◆ **What to produce**
The entries are to be repeated exactly, with all pictures omitted.

◆ **Excerpted records**
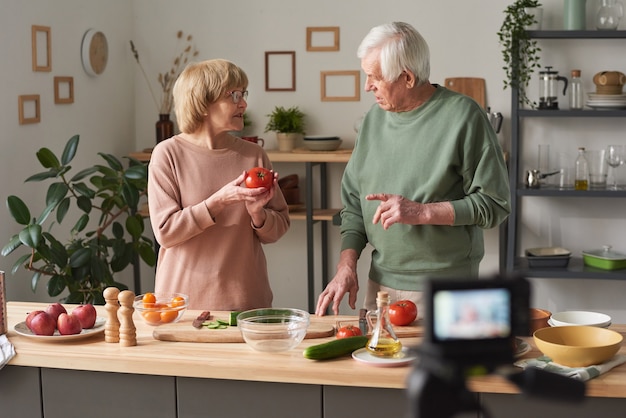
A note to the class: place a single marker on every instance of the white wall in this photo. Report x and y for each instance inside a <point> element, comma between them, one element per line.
<point>102,112</point>
<point>463,42</point>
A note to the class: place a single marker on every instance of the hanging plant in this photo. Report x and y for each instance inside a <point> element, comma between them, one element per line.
<point>520,52</point>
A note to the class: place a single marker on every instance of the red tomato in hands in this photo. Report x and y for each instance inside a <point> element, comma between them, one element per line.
<point>259,177</point>
<point>402,312</point>
<point>348,331</point>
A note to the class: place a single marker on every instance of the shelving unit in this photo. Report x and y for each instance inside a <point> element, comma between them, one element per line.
<point>322,214</point>
<point>510,261</point>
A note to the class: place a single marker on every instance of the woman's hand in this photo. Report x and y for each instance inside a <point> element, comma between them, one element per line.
<point>256,206</point>
<point>234,192</point>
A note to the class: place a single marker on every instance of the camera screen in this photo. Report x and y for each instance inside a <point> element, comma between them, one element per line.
<point>471,314</point>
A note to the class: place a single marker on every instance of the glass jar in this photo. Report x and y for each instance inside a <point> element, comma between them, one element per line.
<point>609,14</point>
<point>581,179</point>
<point>575,92</point>
<point>383,342</point>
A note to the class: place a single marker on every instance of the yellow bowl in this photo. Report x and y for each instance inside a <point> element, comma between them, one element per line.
<point>165,309</point>
<point>578,345</point>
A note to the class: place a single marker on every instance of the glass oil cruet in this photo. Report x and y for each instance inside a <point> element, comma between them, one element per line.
<point>383,342</point>
<point>609,15</point>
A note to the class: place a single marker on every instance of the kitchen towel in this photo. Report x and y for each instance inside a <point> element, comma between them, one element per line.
<point>579,373</point>
<point>7,350</point>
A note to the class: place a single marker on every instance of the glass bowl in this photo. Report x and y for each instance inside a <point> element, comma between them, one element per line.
<point>273,330</point>
<point>157,309</point>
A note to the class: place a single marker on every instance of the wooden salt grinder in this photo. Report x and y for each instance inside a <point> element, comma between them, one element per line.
<point>112,326</point>
<point>128,332</point>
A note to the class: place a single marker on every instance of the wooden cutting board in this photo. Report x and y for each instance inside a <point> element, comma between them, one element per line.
<point>470,86</point>
<point>185,332</point>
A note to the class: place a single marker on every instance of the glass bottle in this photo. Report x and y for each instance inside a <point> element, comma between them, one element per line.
<point>383,342</point>
<point>581,179</point>
<point>576,91</point>
<point>609,14</point>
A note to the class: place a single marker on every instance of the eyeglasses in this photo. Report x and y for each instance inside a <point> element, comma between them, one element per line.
<point>237,95</point>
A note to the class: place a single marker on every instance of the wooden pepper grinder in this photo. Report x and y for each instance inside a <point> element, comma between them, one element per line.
<point>112,326</point>
<point>128,332</point>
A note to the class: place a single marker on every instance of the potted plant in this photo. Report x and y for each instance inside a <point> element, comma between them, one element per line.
<point>85,263</point>
<point>520,52</point>
<point>288,125</point>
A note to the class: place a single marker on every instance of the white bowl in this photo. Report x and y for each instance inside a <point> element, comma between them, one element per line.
<point>569,318</point>
<point>322,144</point>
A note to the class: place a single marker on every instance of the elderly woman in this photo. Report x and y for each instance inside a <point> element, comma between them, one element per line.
<point>211,227</point>
<point>426,176</point>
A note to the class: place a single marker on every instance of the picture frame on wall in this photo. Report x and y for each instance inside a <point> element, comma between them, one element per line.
<point>63,90</point>
<point>340,86</point>
<point>29,109</point>
<point>41,41</point>
<point>322,38</point>
<point>280,70</point>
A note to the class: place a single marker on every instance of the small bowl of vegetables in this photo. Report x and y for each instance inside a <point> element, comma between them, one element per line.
<point>157,309</point>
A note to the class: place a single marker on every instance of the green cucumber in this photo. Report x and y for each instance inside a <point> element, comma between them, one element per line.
<point>232,319</point>
<point>335,348</point>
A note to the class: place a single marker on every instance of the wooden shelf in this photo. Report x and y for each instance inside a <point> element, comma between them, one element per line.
<point>318,214</point>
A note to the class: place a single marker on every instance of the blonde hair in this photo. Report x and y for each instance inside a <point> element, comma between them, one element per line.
<point>201,84</point>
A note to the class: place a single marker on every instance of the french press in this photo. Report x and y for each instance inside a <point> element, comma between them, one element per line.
<point>548,88</point>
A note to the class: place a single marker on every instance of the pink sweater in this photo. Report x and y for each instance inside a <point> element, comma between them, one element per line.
<point>219,263</point>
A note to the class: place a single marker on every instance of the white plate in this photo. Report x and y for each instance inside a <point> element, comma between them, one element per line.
<point>22,329</point>
<point>548,252</point>
<point>594,319</point>
<point>320,137</point>
<point>401,359</point>
<point>597,96</point>
<point>606,106</point>
<point>522,348</point>
<point>322,145</point>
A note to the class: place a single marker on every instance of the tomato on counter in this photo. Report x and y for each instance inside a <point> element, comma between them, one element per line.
<point>402,312</point>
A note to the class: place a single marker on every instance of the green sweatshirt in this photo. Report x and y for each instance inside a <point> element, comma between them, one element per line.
<point>445,150</point>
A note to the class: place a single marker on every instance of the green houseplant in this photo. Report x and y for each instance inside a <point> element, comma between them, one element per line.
<point>86,263</point>
<point>288,123</point>
<point>520,52</point>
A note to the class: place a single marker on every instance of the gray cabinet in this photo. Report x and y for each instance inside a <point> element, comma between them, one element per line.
<point>20,392</point>
<point>213,398</point>
<point>80,394</point>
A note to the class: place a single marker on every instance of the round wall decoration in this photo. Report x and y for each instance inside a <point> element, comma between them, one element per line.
<point>94,52</point>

◆ **Reply**
A note to the class: place a single marker on every instance of the white wall in this photo. Report x and y for each instance inside a <point> element, comma between them, one element per line.
<point>102,112</point>
<point>463,42</point>
A note to the class: place a single marker on every instance of the hanging plant in this photo. Report x and y for each instance inside a <point> element, comma between them, one element per line.
<point>520,52</point>
A note to the class: place a single marker on every instance of the red tomato in hands in this photo. Report x and y for each instance inside a <point> element, comma between them, one element per line.
<point>259,177</point>
<point>402,312</point>
<point>348,331</point>
A note to the class: place a single marker on every instance of the shelving unit in this photo. Report x and y for each instance inside a <point> element, comma between them, one element per line.
<point>322,214</point>
<point>510,261</point>
A note to the class: place a single marker on every instance of the woman's hand in this photo. Report x and y for each instance inside a <point> element, comma between them, one element per line.
<point>256,206</point>
<point>234,192</point>
A note to the class: place a single marker on every instance of the camera screen in this photo. Report x and y for each instance inside a <point> element, comma between them, one element per line.
<point>471,314</point>
A note to the class: place a single marker on every instance of the glass jar in this photo. Report x and y for each instance inside a <point> element, comma between them, one element per line.
<point>609,14</point>
<point>581,179</point>
<point>575,92</point>
<point>383,342</point>
A note to the class: place a single marker on every instance of the yellow bowl in this photo. Report x and y for each instance inside a <point> element, comma between them, one element per line.
<point>165,309</point>
<point>578,345</point>
A note to the class: place a single marker on every instance of the glass oil cruet in this photo. Report x and y for each instance inside a <point> element, comma between them, one element per line.
<point>383,342</point>
<point>609,15</point>
A note to the class: place a single marker on every instance of the kitchen towel in this photo. Report x and y for each instance inside a <point> element, comma between them, one element per line.
<point>579,373</point>
<point>7,350</point>
A note to the class: place a single marker on every instance of the glass bowl in this photo. Report x and y for each instance inside a <point> element, comma between them, one element per line.
<point>273,330</point>
<point>157,309</point>
A note to the class: place a single marker on every instance of the wooden salt grinder in this photo. Report x and y for each instance inside a <point> element, comma between them, one element per line.
<point>112,326</point>
<point>128,332</point>
A note to the class: place a single marker on every instance of the wooden cutting board in this photo. Report x and y for each instance inside a <point> element, comma between them, one element per line.
<point>470,86</point>
<point>185,332</point>
A note to the class: place a single marker on every instance of the glass bottle in this photo. Report x and y for each instance inside a <point> element, comma between them, one element per line.
<point>383,342</point>
<point>581,179</point>
<point>576,91</point>
<point>609,14</point>
A note to the class: place a single marker on every instance of the eyeglasses in this photo. Report x and y for each instance inside a <point> element, comma between them, one element per line.
<point>237,95</point>
A note to the class: place a single marker on every instance of the wooden pepper grinder in this photo. Report x and y for each instance inside a <point> element, comma between them, one element per line.
<point>112,326</point>
<point>128,332</point>
A note to the class: place a single marker on every instance of the potted plant in this photo. Report x and y for each instance inside a <point> element, comma between them, one element per line.
<point>85,263</point>
<point>520,52</point>
<point>288,125</point>
A note to the class: place a single marker on every instance of the white bowl in this photo. Report x and y for each instance inside a <point> element, comma between them, one element per line.
<point>569,318</point>
<point>322,144</point>
A note to the class: place a single marker on every instance of the elderly woman in this photo. Report x and y for each instance inside a <point> element, comma between them, one element per line.
<point>211,227</point>
<point>426,176</point>
A note to the class: place a single marker on every instance of the picture frame on wall in this photo. Report x and y for each instance inside a <point> element, comma between them, one element per line.
<point>63,90</point>
<point>340,86</point>
<point>29,109</point>
<point>41,41</point>
<point>322,38</point>
<point>280,70</point>
A note to the class: place a single marker on every instance of the small bowl of vegetables in this photo. Report x and y for each instance inside a <point> element, comma between them, one element per line.
<point>157,309</point>
A note to the class: place a single marker on every instance of the green cucumber in this photo. Report x and y for each instance inside a <point> element, comma between them, one element per line.
<point>232,319</point>
<point>335,348</point>
A note to the class: place a single marker on every instance of the wooden shelf in this photo. Report x and y for each instance inside a <point> element, comma between them, one element per line.
<point>318,214</point>
A note to the class: place a single marker on every instance of the blonde hair in this photo. Report x and y for each instance inside a <point> element, comma between them, one element per line.
<point>201,84</point>
A note to the class: place a single marker on every instance of the french press in this photo. Report x and y for each instance inside a <point> element, comma between them, one element per line.
<point>548,88</point>
A note to the class: place a single marker on every instance of the pink sweater in this photo. Report x and y for each instance inside a <point> element, comma between them, one element per line.
<point>219,263</point>
A note to the class: place a single marker on every instance of the white plate in this photo. Report x and y for each instance inside a <point> element, comma between them, one element per line.
<point>22,329</point>
<point>548,252</point>
<point>594,319</point>
<point>320,137</point>
<point>401,359</point>
<point>597,96</point>
<point>606,106</point>
<point>522,348</point>
<point>322,145</point>
A note to the class: place a single marker on every instance of the tomato on counter in this photo. Report x and y for each instance inside a <point> element, comma between them, one element per line.
<point>402,312</point>
A note to the class: place a single marker on every instance of the green sweatshirt in this photo. Report x and y for each instance inside a <point> element, comma between them, one element per line.
<point>445,150</point>
A note to the class: place a single marker on every instance of the green houseplant in this photo. Report x and y for each instance inside a <point> element, comma between them, one element per line.
<point>86,263</point>
<point>288,123</point>
<point>520,52</point>
A note to the class: place a single marker on every instance of the gray cabinet in this photo. Report x and y for each instance inside a <point> element, comma between them, one element per line.
<point>20,392</point>
<point>213,398</point>
<point>80,394</point>
A note to the class: place a single marker on every instance of the round wall decoration in this photo. Report x and y for each instance inside a <point> element, comma between them, one element per line.
<point>94,52</point>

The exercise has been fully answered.